Short problem :: Return exactly the lines from the "Where in the photo above can the dense" line through the last line of the entries below. Include no pictures.

::::::::

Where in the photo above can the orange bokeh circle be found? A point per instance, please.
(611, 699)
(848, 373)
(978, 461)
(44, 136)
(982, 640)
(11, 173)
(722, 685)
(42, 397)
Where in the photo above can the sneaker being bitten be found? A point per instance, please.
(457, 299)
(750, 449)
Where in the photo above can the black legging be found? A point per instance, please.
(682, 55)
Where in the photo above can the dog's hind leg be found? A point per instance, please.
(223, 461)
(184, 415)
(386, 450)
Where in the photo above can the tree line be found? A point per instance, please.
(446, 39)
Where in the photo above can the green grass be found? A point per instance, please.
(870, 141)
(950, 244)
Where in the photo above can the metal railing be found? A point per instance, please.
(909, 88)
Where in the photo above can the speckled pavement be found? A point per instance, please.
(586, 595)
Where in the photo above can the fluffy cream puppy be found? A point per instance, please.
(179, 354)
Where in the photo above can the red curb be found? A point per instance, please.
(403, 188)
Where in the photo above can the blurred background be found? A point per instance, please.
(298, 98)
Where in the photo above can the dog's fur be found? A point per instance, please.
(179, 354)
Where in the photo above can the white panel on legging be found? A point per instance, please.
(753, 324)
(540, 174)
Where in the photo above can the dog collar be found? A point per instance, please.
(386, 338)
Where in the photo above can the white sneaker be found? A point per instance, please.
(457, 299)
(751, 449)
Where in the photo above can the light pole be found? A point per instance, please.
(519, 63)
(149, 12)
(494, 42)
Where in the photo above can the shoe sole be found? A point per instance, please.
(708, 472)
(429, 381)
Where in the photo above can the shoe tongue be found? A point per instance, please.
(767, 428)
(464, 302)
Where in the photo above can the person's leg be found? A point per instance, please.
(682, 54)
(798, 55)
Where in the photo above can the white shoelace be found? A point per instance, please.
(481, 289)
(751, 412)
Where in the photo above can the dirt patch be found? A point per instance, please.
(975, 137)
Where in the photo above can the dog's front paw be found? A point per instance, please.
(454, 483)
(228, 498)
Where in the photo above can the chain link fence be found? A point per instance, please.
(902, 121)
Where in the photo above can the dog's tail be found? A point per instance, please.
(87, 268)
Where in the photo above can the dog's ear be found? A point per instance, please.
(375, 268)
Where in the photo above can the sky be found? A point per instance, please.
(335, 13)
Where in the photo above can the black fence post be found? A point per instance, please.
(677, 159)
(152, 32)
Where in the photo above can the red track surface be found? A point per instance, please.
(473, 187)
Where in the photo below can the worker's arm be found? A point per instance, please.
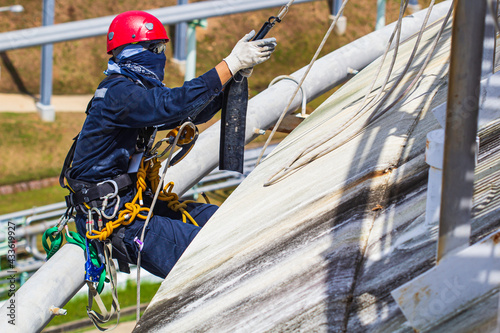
(224, 72)
(244, 56)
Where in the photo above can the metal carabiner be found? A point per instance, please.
(90, 220)
(108, 196)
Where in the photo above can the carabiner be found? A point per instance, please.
(108, 196)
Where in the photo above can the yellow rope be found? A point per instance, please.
(149, 171)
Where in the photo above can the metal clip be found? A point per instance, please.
(139, 243)
(92, 272)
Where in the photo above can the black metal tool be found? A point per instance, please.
(234, 110)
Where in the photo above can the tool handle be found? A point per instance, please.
(264, 30)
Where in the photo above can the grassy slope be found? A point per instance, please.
(34, 150)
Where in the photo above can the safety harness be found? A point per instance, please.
(106, 242)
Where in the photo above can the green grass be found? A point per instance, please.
(29, 199)
(76, 307)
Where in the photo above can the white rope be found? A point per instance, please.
(315, 57)
(293, 166)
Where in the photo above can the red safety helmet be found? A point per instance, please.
(134, 26)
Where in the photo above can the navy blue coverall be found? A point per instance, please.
(120, 108)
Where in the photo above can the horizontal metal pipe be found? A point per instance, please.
(99, 26)
(45, 288)
(265, 108)
(52, 285)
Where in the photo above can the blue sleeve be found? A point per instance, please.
(130, 105)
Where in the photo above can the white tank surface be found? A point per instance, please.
(320, 233)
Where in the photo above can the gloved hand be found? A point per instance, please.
(247, 54)
(246, 72)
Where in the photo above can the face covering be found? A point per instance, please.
(138, 63)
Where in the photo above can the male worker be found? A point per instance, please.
(131, 100)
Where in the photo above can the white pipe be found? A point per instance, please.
(52, 285)
(63, 275)
(265, 108)
(434, 157)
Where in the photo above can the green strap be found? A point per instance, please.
(56, 239)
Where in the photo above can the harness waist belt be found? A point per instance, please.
(91, 192)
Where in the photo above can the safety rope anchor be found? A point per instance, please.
(140, 244)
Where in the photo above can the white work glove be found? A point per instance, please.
(247, 54)
(246, 72)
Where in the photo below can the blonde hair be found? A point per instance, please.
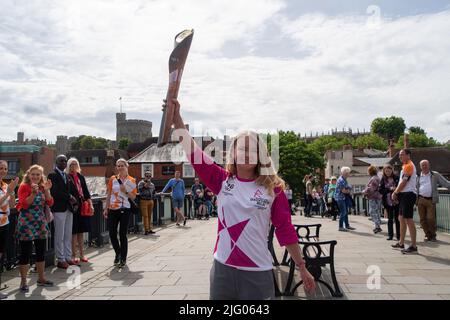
(372, 170)
(125, 162)
(70, 162)
(269, 179)
(26, 176)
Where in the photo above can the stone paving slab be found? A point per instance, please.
(176, 265)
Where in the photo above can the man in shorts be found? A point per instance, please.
(406, 194)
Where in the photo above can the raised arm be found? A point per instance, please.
(209, 172)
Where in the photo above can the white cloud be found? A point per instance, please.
(79, 57)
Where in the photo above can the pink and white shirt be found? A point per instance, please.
(245, 211)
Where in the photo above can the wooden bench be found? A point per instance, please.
(316, 253)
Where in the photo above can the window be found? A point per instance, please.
(188, 171)
(168, 170)
(13, 167)
(90, 160)
(146, 167)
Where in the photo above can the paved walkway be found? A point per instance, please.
(175, 264)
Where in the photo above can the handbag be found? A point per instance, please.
(48, 214)
(86, 210)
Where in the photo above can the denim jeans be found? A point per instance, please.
(374, 210)
(343, 213)
(208, 207)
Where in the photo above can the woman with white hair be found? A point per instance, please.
(82, 216)
(343, 189)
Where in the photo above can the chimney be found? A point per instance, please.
(391, 150)
(348, 147)
(406, 141)
(110, 164)
(20, 137)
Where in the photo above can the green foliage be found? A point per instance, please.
(84, 142)
(373, 141)
(325, 143)
(388, 128)
(297, 159)
(417, 130)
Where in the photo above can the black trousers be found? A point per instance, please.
(26, 250)
(393, 217)
(290, 206)
(3, 238)
(309, 202)
(334, 208)
(115, 218)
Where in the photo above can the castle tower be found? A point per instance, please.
(62, 145)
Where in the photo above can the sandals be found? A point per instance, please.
(47, 283)
(398, 246)
(24, 289)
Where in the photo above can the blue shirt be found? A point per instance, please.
(340, 185)
(177, 188)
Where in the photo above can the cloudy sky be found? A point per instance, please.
(295, 65)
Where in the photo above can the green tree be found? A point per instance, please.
(124, 143)
(373, 140)
(297, 159)
(325, 143)
(417, 130)
(87, 143)
(388, 128)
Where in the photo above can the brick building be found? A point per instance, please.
(98, 162)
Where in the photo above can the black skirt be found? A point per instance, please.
(81, 224)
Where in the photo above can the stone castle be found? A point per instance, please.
(134, 130)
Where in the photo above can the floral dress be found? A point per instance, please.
(31, 223)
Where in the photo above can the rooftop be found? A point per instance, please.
(171, 152)
(19, 148)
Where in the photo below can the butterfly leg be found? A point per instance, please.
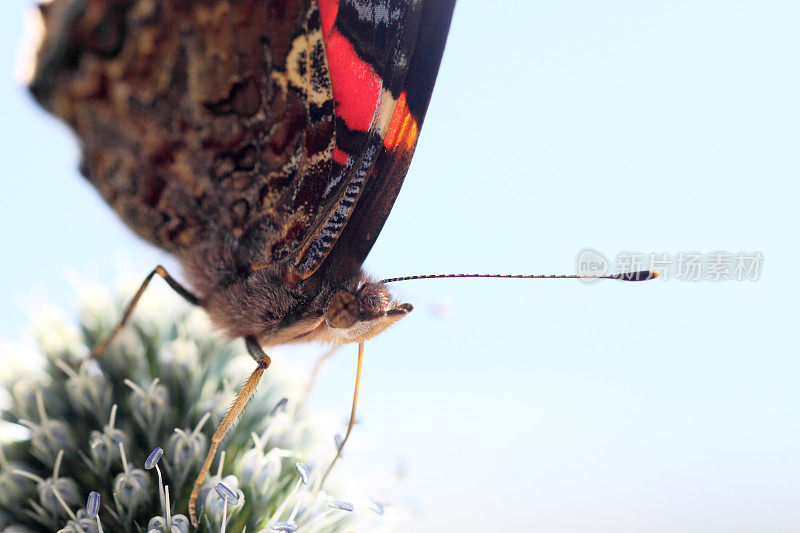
(263, 362)
(352, 415)
(177, 287)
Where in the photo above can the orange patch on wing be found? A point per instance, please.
(403, 129)
(340, 156)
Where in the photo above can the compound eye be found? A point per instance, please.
(342, 310)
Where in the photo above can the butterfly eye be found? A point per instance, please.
(342, 310)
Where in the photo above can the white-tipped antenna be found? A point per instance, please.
(641, 275)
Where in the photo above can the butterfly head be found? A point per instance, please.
(355, 316)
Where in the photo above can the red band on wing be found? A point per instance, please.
(403, 129)
(356, 86)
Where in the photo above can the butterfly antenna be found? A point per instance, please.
(641, 275)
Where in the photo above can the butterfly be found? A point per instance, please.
(261, 142)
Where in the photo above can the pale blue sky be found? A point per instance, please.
(546, 405)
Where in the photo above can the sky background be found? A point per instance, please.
(543, 405)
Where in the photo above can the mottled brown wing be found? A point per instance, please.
(197, 119)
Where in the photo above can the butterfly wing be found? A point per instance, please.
(197, 119)
(383, 58)
(275, 127)
(413, 96)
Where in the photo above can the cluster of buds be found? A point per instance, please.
(114, 443)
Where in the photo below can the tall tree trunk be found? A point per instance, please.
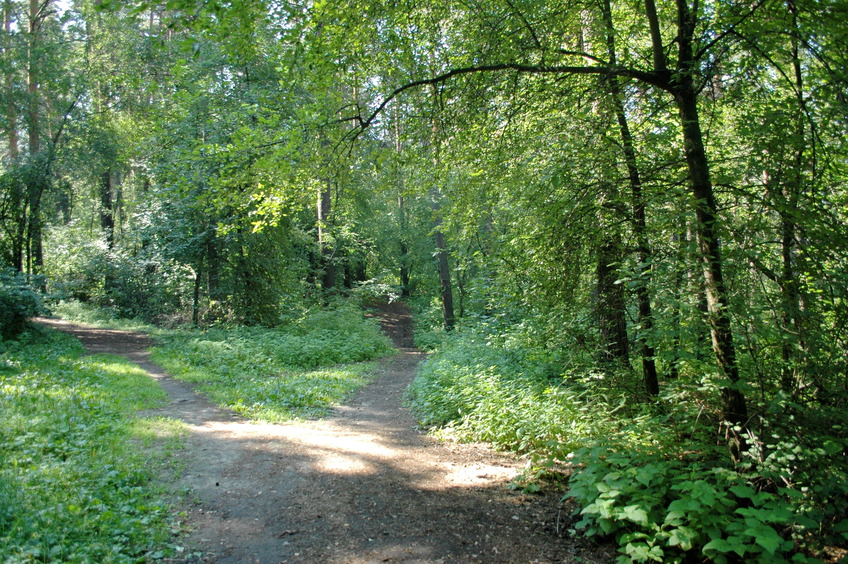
(11, 108)
(403, 248)
(643, 299)
(444, 278)
(734, 405)
(328, 279)
(107, 216)
(442, 262)
(612, 323)
(35, 20)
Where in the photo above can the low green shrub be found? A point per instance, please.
(666, 501)
(19, 301)
(74, 484)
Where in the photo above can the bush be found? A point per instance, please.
(18, 303)
(667, 503)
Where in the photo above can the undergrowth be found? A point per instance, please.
(301, 369)
(75, 482)
(653, 476)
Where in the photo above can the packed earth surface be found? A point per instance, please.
(364, 485)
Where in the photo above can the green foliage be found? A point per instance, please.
(18, 303)
(490, 387)
(301, 369)
(74, 484)
(666, 501)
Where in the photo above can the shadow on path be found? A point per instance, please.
(362, 486)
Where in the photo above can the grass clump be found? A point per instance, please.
(74, 484)
(300, 369)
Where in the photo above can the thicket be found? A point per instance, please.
(76, 478)
(313, 360)
(19, 302)
(655, 476)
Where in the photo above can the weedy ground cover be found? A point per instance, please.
(77, 463)
(654, 476)
(311, 362)
(301, 369)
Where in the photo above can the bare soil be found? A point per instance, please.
(365, 485)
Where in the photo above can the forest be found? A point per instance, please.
(622, 226)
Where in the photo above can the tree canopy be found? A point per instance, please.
(651, 192)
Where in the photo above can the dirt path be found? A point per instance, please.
(363, 486)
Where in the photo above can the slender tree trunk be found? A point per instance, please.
(612, 323)
(403, 248)
(195, 302)
(107, 217)
(444, 277)
(213, 269)
(643, 299)
(734, 406)
(328, 280)
(442, 262)
(11, 108)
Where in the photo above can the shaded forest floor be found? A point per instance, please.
(364, 485)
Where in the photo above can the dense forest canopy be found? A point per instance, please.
(652, 195)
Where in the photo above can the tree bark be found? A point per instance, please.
(11, 108)
(328, 277)
(734, 406)
(643, 299)
(107, 217)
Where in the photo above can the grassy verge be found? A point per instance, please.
(300, 369)
(76, 477)
(655, 476)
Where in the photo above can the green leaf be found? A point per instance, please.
(636, 514)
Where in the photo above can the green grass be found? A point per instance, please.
(301, 369)
(76, 481)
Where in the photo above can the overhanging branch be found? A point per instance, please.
(658, 79)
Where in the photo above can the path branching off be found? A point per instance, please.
(364, 485)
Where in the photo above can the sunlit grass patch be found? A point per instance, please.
(291, 395)
(300, 370)
(74, 484)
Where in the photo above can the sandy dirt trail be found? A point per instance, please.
(362, 486)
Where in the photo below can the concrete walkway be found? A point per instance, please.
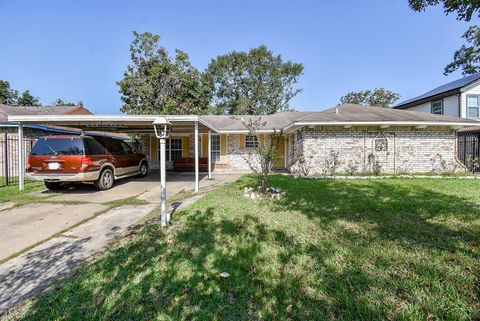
(34, 270)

::::::::

Exercise output ::
Where in the photo above can the dense forest canopy be found? A point per instance, please.
(652, 195)
Where in the photo above can the tree bark be found? A point per instance, please.
(11, 108)
(328, 277)
(734, 406)
(643, 299)
(107, 217)
Where in the photo above can the grassy verge be found? A point per instance, please.
(300, 369)
(76, 477)
(655, 476)
Where in the photo above can the green leaf be found? A point per instance, please.
(636, 514)
Where in the photo above can the green grass be found? A point per instance, please.
(301, 369)
(76, 481)
Where in the photo above can the overhanging branch be found? A point per instance, please.
(658, 79)
Where in the photo above can the path branching off be found? A point per instance, please.
(364, 485)
Where in the photo above can the sunlit grass patch be found? A point per instance, please.
(291, 395)
(300, 370)
(74, 484)
Where in the photo above can the sandy dirt trail be found? A point per instance, please.
(362, 486)
Where in the photo below can the concrete walkway be found? A point per instance, please.
(34, 270)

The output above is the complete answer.